= WHAT IS NEEDED =
Reproduce word for word the portion of the rate limiter passage starting with "There are many" and going on through "trying to support.".

= PASSAGE PROVIDED =
—————

In the previous article, we discussed the fundamentals of rate limiting and explored several popular rate limiting algorithms. We’ll continue by exploring how to build some real-world rate limiters.
There are many factors to consider when developing a rate limiter for the real world. For example, in many use cases, a rate limiter is in the most critical path of an application. It is important in those situations to think through all the failure scenarios and consider the performance implications of placing it in such a critical path.
Before diving headfirst into building our rate limiter, it is important to understand our goals. This starts with gathering requirements and considering key design factors. The requirements can vary based on the nature of our service and the use cases we’re trying to support.
First, we should consider the nature of our service. Is it a real-time, latency-sensitive application or an asynchronous job where accuracy and reliability are more important than real-time performance? This can also guide our decisions around how we handle rate limit violations. Should our system immediately reject any further requests, or should it queue them and process them as capacity becomes available?
Next, we should consider the behavior of our clients. What are their average and peak request rates? Are their usage patterns predictable, or will there be significant spikes in traffic? This analysis is useful for creating rate limiting rules that protect our system without hindering legitimate users.

—————

= DATA BLOCK =
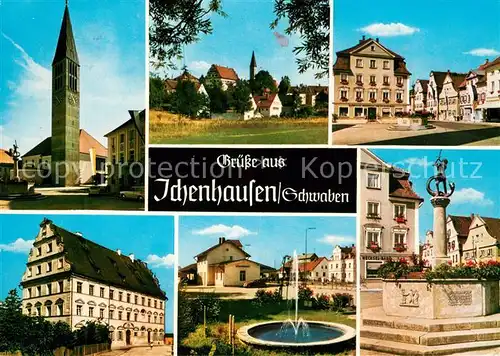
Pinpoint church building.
[22,4,107,186]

—————

= WRITTEN SOLUTION =
There are many factors to consider when developing a rate limiter for the real world. For example, in many use cases, a rate limiter is in the most critical path of an application. It is important in those situations to think through all the failure scenarios and consider the performance implications of placing it in such a critical path.
Before diving headfirst into building our rate limiter, it is important to understand our goals. This starts with gathering requirements and considering key design factors. The requirements can vary based on the nature of our service and the use cases we’re trying to support.